Leave the pictures out, and retype all of the material exactly as written.

==== Records ====

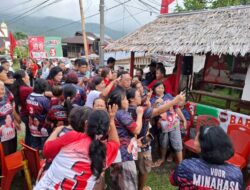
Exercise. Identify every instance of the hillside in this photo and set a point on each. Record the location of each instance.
(41, 26)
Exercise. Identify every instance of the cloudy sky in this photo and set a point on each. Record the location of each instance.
(127, 15)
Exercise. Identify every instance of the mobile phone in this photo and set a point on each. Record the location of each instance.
(147, 139)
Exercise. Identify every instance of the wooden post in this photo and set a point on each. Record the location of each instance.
(178, 63)
(84, 36)
(132, 63)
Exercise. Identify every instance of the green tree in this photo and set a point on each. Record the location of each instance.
(20, 35)
(194, 4)
(225, 3)
(190, 5)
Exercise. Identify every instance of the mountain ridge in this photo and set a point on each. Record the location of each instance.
(43, 25)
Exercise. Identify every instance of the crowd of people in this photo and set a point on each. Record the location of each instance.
(87, 121)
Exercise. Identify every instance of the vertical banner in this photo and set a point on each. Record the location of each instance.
(36, 47)
(53, 47)
(225, 117)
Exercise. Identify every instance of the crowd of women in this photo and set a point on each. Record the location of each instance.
(87, 122)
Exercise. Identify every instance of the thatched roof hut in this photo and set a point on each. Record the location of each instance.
(218, 31)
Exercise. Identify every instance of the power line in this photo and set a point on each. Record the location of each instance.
(54, 2)
(35, 7)
(148, 5)
(124, 18)
(145, 10)
(14, 6)
(90, 16)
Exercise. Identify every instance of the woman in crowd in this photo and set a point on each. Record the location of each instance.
(210, 171)
(21, 90)
(58, 114)
(107, 76)
(38, 105)
(72, 79)
(99, 104)
(55, 76)
(98, 89)
(169, 122)
(123, 172)
(144, 156)
(76, 121)
(161, 77)
(9, 120)
(80, 158)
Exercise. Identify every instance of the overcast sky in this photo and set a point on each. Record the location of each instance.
(130, 15)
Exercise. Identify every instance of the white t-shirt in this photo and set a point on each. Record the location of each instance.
(93, 94)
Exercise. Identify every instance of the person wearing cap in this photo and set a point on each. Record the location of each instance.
(4, 78)
(111, 63)
(151, 75)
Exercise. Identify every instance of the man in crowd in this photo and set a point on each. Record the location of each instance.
(111, 63)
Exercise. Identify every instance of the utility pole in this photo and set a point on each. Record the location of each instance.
(84, 36)
(102, 28)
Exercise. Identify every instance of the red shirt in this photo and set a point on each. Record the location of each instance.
(70, 168)
(34, 68)
(24, 92)
(167, 84)
(106, 81)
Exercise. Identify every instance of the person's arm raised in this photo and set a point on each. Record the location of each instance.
(106, 91)
(139, 112)
(112, 128)
(178, 99)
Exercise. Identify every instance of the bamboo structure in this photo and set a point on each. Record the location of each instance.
(217, 31)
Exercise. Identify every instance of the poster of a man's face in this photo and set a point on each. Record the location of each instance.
(8, 121)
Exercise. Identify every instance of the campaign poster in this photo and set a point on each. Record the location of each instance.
(53, 47)
(36, 47)
(218, 69)
(225, 117)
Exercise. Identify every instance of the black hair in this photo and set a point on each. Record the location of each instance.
(159, 64)
(71, 77)
(4, 61)
(69, 92)
(97, 69)
(95, 81)
(53, 72)
(122, 73)
(41, 85)
(82, 62)
(1, 69)
(156, 85)
(76, 62)
(116, 97)
(130, 93)
(215, 145)
(162, 69)
(111, 60)
(105, 72)
(141, 70)
(99, 98)
(78, 116)
(98, 126)
(18, 75)
(57, 91)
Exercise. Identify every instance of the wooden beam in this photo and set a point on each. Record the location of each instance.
(178, 63)
(132, 63)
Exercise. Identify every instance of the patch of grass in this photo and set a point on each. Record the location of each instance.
(216, 102)
(16, 66)
(158, 178)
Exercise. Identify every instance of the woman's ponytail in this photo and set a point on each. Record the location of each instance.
(97, 130)
(97, 154)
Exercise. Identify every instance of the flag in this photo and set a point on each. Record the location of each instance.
(12, 44)
(164, 6)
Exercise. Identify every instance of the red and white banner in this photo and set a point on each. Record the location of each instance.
(36, 47)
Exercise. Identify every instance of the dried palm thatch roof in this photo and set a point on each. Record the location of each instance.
(219, 31)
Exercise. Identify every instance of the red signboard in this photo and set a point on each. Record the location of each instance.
(36, 47)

====

→ Exercise answer
Exercise. Identify every instance of the hillside in this photo and set a point on each. Record the location of each instance.
(41, 26)
Exercise. Identify every instance of the cloudy sky in this photo and set a point on each. Record the location of each instance.
(127, 15)
Exercise. Identify every instance of the mobile phone in this photo and set a point on each. Record the location of each instance.
(147, 139)
Exercise. Identify every instance of the wooden post in this photo and set a point on each. Record the location of each instance.
(178, 63)
(84, 36)
(132, 63)
Exercise. Identify every instance of the green tree in this photo and set a point on each. Record the location of each instance.
(20, 35)
(194, 4)
(225, 3)
(190, 5)
Exercise. Identify every instance of the mountain ridge in this photo and set a point on each. Record the location of each instance.
(43, 25)
Exercise. Identify every instance of the crowd of people in this photo and set a point on each. Record the location of each instance.
(87, 121)
Exercise. Identify every instance of the vertical banner in this photo and set a point on each. Record the location of each instance.
(36, 47)
(53, 47)
(225, 117)
Exercise. Identify every instance of the crowd of women in this photo and set a point on each. Record the location of each instance.
(87, 122)
Exercise. Identify every instance of the thatched roof hut in this photo and set a point on each. Record the location of each instance.
(218, 31)
Exercise. Identify every instance of the power line in this photo and set a point on each. Record the location of each instance.
(54, 2)
(35, 7)
(148, 5)
(124, 18)
(145, 10)
(14, 6)
(90, 16)
Exercise. Identify every instance of the woman in crowd in this photo and set a point on each. Record the location of each instance.
(210, 171)
(21, 90)
(58, 114)
(107, 76)
(38, 105)
(72, 79)
(99, 104)
(55, 76)
(98, 89)
(169, 122)
(123, 172)
(144, 156)
(76, 121)
(161, 77)
(9, 120)
(80, 158)
Exercise. Identify every instance of the overcast sky in this photo and set a point on each. Record the location of each instance.
(130, 15)
Exercise. Identify every instance of the white t-shirt in this photo and set a point on each. Record the location of each instance.
(93, 94)
Exercise. Identify every instance of the person wearing cap in this photo and set a point on each. Record the location of each instance.
(4, 78)
(111, 63)
(151, 75)
Exercise. Identify every instance of the man in crowd in this photo and set a point on each. Record the location of each instance.
(111, 63)
Exercise. Identify every instance of the utility pole in this photo and set a point on each. Record the location of each instance.
(84, 36)
(102, 28)
Exercise. Identify every instance of the red shirt in this photo and set a point on each. Record the location of each instance.
(70, 168)
(34, 68)
(24, 92)
(167, 84)
(106, 81)
Exercise. Identify every instance of the person's arm raised in this photo and set a point on each. Record the location of each instance.
(106, 91)
(139, 112)
(112, 128)
(178, 99)
Exercise. Identify every instance of the bamboo structure in this photo and set a point on each. Record the location of each instance.
(217, 31)
Exercise. Identify every instance of the poster of a man's face in this photo and set a point on each. Record the location of each instance.
(8, 121)
Exercise. Identify every instance of the campaign poster in this photo and set a point on each. Record the location of each instance.
(53, 47)
(36, 47)
(218, 69)
(225, 117)
Exercise. Identify every instance of the black hair in this photo and set a point on each. Record the location of each instance.
(159, 64)
(71, 77)
(4, 61)
(69, 92)
(97, 69)
(95, 81)
(53, 72)
(122, 73)
(41, 85)
(82, 62)
(1, 69)
(156, 85)
(76, 62)
(116, 97)
(130, 93)
(215, 145)
(162, 69)
(111, 60)
(105, 72)
(141, 70)
(99, 98)
(78, 116)
(98, 126)
(18, 75)
(57, 91)
Exercise. Identify every instance of the wooden beam in this photo and set a point on each. Record the location of each instance.
(178, 63)
(132, 63)
Exercise. Identify every instance of the patch of grass in this photo and set a point on each. Record the location of each instance.
(216, 102)
(16, 66)
(158, 178)
Exercise. Identify every instance of the woman's ponytail in this photo and set a point on each. Record the location of each instance.
(97, 130)
(97, 154)
Exercise. Identify every instance of the flag in this photo and set a point on each. Record the location of each instance.
(12, 44)
(164, 6)
Exercise. Identify every instance of the red and white banner in this photo and set a point on each. Record the location of each instance.
(36, 47)
Exercise. Identify every instance of the dried palm thatch roof in this photo and set a point on each. Record the location of each instance.
(219, 31)
Exercise. Identify every instance of the red signboard in this photo and set a point on each. Record the location of each instance.
(36, 47)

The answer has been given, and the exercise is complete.